• **Task instructions**:
The records that follow are to be transcribed in full, without their images.

• **Data supplied**:

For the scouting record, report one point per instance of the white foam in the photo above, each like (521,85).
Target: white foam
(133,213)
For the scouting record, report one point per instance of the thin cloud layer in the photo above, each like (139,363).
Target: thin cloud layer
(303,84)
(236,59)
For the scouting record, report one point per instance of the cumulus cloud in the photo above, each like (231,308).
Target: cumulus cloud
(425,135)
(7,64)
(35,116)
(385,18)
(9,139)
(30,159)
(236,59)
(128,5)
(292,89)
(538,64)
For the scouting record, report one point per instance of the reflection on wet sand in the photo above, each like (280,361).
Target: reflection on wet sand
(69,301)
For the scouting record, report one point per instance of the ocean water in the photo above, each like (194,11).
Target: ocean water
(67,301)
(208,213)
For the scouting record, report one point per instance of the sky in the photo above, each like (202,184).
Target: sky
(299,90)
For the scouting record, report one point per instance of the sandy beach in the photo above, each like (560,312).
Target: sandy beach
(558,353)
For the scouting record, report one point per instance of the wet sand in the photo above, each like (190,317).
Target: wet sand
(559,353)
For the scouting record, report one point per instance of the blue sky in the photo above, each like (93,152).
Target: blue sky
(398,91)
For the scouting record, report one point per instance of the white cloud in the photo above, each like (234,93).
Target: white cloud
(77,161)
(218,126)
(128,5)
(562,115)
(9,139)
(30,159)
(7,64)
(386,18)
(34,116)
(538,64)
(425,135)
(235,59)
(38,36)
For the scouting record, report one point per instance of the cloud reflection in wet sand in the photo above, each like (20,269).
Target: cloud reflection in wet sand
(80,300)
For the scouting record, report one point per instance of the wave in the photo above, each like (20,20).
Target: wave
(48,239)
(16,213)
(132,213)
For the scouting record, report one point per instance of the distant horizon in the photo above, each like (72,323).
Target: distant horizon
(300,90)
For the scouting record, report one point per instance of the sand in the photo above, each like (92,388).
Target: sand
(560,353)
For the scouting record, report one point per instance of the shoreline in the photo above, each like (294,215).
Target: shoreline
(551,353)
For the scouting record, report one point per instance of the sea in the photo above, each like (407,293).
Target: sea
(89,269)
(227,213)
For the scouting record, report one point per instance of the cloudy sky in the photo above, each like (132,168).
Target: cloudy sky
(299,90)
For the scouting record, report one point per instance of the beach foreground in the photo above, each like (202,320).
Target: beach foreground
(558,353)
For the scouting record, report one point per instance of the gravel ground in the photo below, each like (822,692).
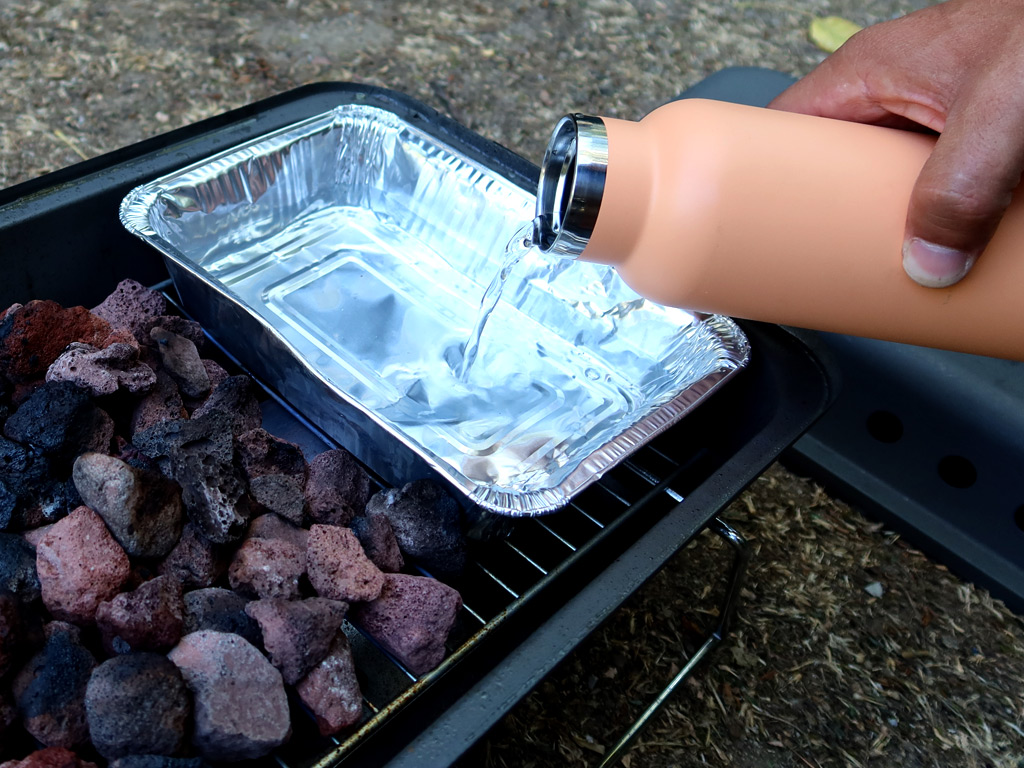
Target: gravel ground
(927,672)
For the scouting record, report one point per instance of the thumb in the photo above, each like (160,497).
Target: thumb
(963,192)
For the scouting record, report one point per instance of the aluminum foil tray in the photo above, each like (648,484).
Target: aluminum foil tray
(343,260)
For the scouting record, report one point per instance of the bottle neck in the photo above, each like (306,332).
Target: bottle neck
(571,186)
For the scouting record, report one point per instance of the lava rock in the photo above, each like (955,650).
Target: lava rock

• **Problem solution**:
For the scouting record, report one point per instance of the white foam in the photo above, each like (521,85).
Target: white foam
(133,213)
For the scouting record, report one point per instance of the thin cloud layer in the photo above, each like (139,363).
Target: thin cloud layer
(303,84)
(236,59)
For the scouting record, report one point per instance of the cumulus cloud in the photo above, each like (231,308).
Target: cumulus cloud
(425,135)
(7,64)
(35,116)
(385,18)
(9,139)
(30,159)
(236,59)
(128,5)
(292,89)
(538,64)
For the scouting record, report one point per instance of the reflection on wet sand in the photo above, each like (280,361).
Target: reflection on wet sand
(69,301)
For the scouting record, report one point per instance of the ocean water in the photo above, each like (194,11).
Target: ocean water
(67,301)
(208,213)
For the scouting record, report one point per instance of the sky in the photo above, each like (202,184).
Target: sky
(299,90)
For the scouting record, report one point per instance of the sandy beach in the photo above, each like (560,312).
Target: sandy beach
(558,353)
For the scouting record, report one point per instance of the wet sand in the photo above, each like (190,317).
Target: wet sand
(559,353)
For the scouting record, report one point per instance of the blue sky in the photo above, each like (93,152).
Target: blue sky
(398,91)
For the scouting record, report one point per instance of the white cloud in the photo above, each like (234,93).
Target: white cloud
(77,161)
(218,126)
(128,5)
(562,115)
(9,139)
(30,159)
(7,64)
(386,18)
(34,116)
(538,64)
(425,135)
(235,59)
(38,36)
For the scouting record, report one point per instance of the cloud reflection in wet sand in the photo above, each like (20,269).
Target: cloud reflection in wet sand
(80,300)
For the scouting record, report one point per instance of the wave in the photo above, each like (20,20).
Target: wave
(48,239)
(16,213)
(132,213)
For the scouting record, report one point per instance of the distant horizon in the photo above, each like (72,323).
Target: distant horizon
(300,90)
For the scouting record, report one point per instance of the sand in the photo above, each like (92,388).
Target: sand
(560,353)
For the scouting record, report one point per instance of the shoreline in the photo above, each like (294,215).
Target: shoreline
(551,353)
For the scouting record, report one point per instance of the sea in the photo above, each like (407,293).
Target: sea
(89,269)
(227,213)
For the scouting record, report one point per instance of the cloudy sky in the photo above, each like (132,168).
Target: cloudy sky
(299,90)
For the scouting record, report one point per instance of the beach foreground in the photo above, each like (202,320).
Target: beach foreground
(558,353)
For the scouting record, report one point per instance of the gravel ground in the photo below, each like (822,692).
Target: gravel ground
(927,672)
For the scouting record, report one point per instance of the thumb in the photo above, each like (160,497).
Target: thumb
(963,192)
For the scouting record, report one point per instance of the aluminum foil tray in the photo above, each like (648,484).
Target: aluminum foil tray
(343,260)
For the scouting record, report one point per instance of the bottle neck in the photo above, each like (306,332).
Target: bottle neck
(571,186)
For the scouting record, report one point per instance of the lava rock in the photo above, each like (955,650).
Target: lava rock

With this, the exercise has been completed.